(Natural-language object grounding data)
#####

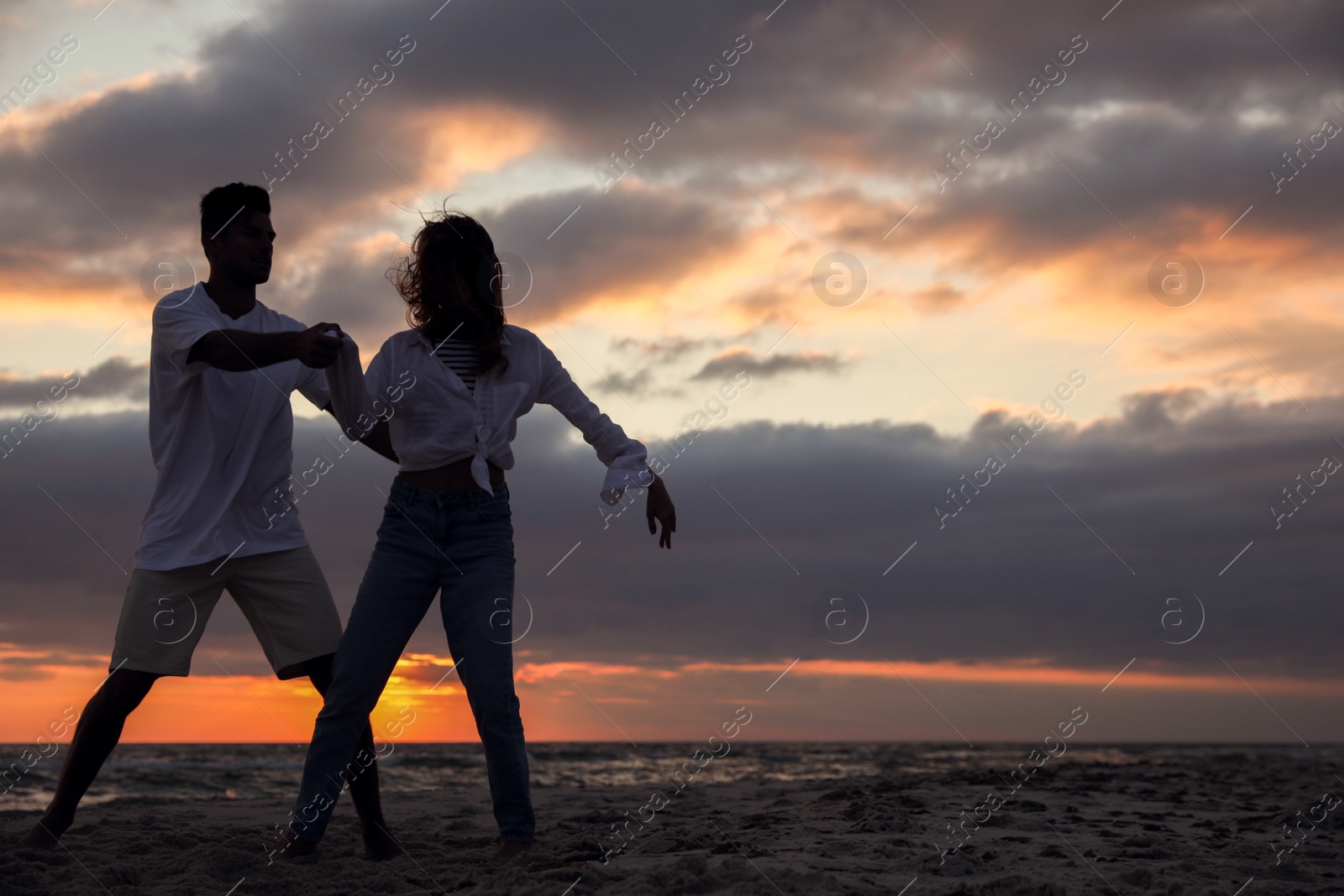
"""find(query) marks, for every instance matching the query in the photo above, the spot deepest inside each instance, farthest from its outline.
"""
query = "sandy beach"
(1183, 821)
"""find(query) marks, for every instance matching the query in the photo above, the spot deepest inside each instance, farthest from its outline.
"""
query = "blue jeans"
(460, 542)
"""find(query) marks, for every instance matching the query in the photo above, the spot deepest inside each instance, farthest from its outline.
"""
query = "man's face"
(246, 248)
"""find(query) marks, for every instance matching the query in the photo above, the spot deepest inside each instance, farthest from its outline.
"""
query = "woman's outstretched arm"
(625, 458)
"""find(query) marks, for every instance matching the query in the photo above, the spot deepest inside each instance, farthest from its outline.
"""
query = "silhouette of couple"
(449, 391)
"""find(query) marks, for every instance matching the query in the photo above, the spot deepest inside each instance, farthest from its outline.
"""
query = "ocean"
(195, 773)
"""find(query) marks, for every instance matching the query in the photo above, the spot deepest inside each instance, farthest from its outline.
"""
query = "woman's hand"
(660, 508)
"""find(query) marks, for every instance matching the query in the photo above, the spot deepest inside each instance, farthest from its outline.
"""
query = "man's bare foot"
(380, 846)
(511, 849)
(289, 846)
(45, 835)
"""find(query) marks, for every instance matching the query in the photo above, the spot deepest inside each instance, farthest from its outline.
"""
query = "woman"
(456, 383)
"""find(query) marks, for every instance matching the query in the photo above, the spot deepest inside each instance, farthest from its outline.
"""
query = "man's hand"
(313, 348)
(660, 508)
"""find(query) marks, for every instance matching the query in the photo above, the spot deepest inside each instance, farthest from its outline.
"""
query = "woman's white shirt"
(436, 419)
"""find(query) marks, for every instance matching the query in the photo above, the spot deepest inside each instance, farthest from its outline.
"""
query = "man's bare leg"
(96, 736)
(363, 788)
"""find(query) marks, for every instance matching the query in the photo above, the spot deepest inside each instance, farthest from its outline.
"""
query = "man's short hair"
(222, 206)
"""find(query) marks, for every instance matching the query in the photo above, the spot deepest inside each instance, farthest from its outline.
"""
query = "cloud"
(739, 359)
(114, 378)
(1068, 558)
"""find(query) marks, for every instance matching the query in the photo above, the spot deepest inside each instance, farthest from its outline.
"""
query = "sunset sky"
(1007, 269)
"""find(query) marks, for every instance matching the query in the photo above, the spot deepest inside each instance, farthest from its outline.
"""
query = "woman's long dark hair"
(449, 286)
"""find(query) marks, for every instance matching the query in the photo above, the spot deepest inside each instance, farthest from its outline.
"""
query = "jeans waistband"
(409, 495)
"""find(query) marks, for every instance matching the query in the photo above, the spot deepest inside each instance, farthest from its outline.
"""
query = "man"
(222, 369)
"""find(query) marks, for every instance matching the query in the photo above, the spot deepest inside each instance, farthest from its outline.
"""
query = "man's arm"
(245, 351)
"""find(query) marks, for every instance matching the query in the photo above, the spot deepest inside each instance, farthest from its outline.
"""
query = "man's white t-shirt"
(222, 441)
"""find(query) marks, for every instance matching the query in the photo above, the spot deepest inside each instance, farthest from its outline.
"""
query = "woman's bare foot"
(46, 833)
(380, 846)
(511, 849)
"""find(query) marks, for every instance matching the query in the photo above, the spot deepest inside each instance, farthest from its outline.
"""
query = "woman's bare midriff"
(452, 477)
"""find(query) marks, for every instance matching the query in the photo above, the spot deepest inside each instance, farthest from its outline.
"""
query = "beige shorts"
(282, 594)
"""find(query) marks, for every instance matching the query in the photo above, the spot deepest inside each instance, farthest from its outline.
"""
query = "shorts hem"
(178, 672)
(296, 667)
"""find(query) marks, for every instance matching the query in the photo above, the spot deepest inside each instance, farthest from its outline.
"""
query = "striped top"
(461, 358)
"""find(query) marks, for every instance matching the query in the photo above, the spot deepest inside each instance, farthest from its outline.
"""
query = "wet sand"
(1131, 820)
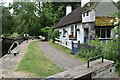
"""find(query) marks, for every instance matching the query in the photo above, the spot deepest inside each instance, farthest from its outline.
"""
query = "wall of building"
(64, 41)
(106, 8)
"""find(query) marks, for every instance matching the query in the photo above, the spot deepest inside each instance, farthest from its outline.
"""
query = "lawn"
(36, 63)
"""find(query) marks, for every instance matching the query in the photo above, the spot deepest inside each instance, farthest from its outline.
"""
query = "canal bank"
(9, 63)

#####

#### TASK OBJECTIVE
Without the pictures, give all of the entries above again exactly.

#### TASK RESULT
"""find(query) marks, for every instance matching the query in the photo above, the spot deepest inside each instance, farthest from its outline.
"""
query = "sandy beach"
(1183, 821)
"""find(query) marks, for every instance matching the query in the photo above, the spot deepest inside each instance, farthest from its outline.
"""
query = "blue jeans"
(460, 542)
"""find(query) marks, for every instance matching the query in the photo above, the spot deepest inside each instance, farthest from its outline.
"""
query = "man's face"
(246, 248)
"""find(query) marks, for every instance matching the query in the photo above, the spot deepest inside each instance, farthest from its outline.
"""
query = "woman's outstretched arm"
(625, 458)
"""find(query) marks, for every instance matching the query in the photo above, the spot deepest inside each instance, farthest from its outline.
"""
query = "silhouette of couple"
(449, 391)
"""find(query) marks, for every instance matching the query in the photo above, the spot deepest inside each instance, farthest from its outline.
"""
query = "ocean"
(195, 773)
"""find(query) marks, for every instance matching the query in the photo above, the spot deepest inside each instance, farthest from its outline.
"""
query = "woman's hand"
(660, 508)
"""find(query) marks, for every instance matching the query in the photo above, the spot deepest inside each instance, farthest from its outline.
"""
query = "man's bare foot"
(380, 846)
(511, 849)
(289, 846)
(45, 835)
"""find(query) marks, for every instance matching the query in the photo above, the spot deepest inside each instance, farthest from its outline.
"""
query = "woman"
(456, 383)
"""find(query) marks, for every instance matching the query in the photo above, the spot deepest inside each instance, farthest from its outline.
"""
query = "man's hand"
(313, 348)
(660, 508)
"""find(query) marks, for every instance matching the query in the photo above, the spot deepest inside each instance, farthest from its outline.
"""
query = "woman's white shirt"
(436, 419)
"""find(query) marks, for every instance matching the query in the photo above, the spot deepest inside each instance, farthest from its outline.
"""
query = "man's bare leg"
(96, 736)
(363, 788)
"""find(query) marks, for every instance matching the query in the photo above, the spot deepest inside each instance, farthest from its outline.
"""
query = "man's short hair"
(222, 206)
"""find(query) marks, for every instance matching the query in the photo above, the spot deepest inside each instance, farthest from its outline.
"""
query = "cloud"
(739, 359)
(114, 378)
(1068, 558)
"""find(query) marks, for every instance matching the query in the photo above, the spot deepest inside each instance, farthest from its outline.
"""
query = "sunset sky"
(1007, 269)
"""find(query) marks, for every instance matching the query in the photo above, the spot deepest inside each instance, farthest from its outline.
"""
query = "woman's long dark hair"
(449, 286)
"""find(query) marks, for every instance matching the query in the photo above, the spot deepest inside each instance, farthest from its outline.
"""
query = "jeans waistband"
(409, 495)
"""find(query) marks, for every instance matching the query in the photo above, the spot deepest inside each instance, farthest from its outline.
"""
query = "man"
(222, 369)
"""find(query) marks, for every instance matching the query in the photo above, the spot deepest inside each instance, farthest from its outline.
"""
query = "man's arm"
(245, 351)
"""find(query) marks, for every instance matching the query in the photo above, the spot deepest inside each instance, farthest from its outline.
"""
query = "man's white t-shirt"
(222, 441)
"""find(query) marks, for every instance matching the query in the photo above, the spot deepest inside each instance, farthest from its outline.
"""
query = "woman's bare foot"
(46, 833)
(380, 846)
(511, 849)
"""find(query) marks, for every instance matching the query in the photo above, the spot deepest inside each instance, farthest from its outline.
"""
query = "woman's bare midriff"
(452, 477)
"""find(query) marks, for every instance matching the query in the photo above, the spot deepest inside each instance, farthest from its outline.
"""
query = "beige shorts"
(282, 594)
"""find(query) marks, for every instance matching the query in the photo above, the spot deepest inside each instance, farthest from its outline.
"""
query = "shorts hem"
(178, 672)
(296, 667)
"""find(query) marks, for every instance matching the query in the photo above, the spot deepest inside each instance, farthest from its outline.
"""
query = "striped top"
(461, 358)
"""find(query) marks, for every instance matching the query in the photo above, the spot deepest inside each instance, farthest from its outline.
"""
query = "wet sand"
(1131, 820)
"""find(query) marks, for every instance matching the query in the photo above, the spot deepest inside each instance, farthest from its outline.
"""
query = "wall of building"
(64, 41)
(106, 8)
"""find(query) marks, for every instance matching the query in the photo above, the spot deepest inside each instance, farthest from its outline.
"""
query = "lawn"
(36, 63)
"""find(query) marks, for every instance matching the query in the photo above, the spot deepest inside each instance, farthest from its outline.
"""
query = "canal bank"
(9, 63)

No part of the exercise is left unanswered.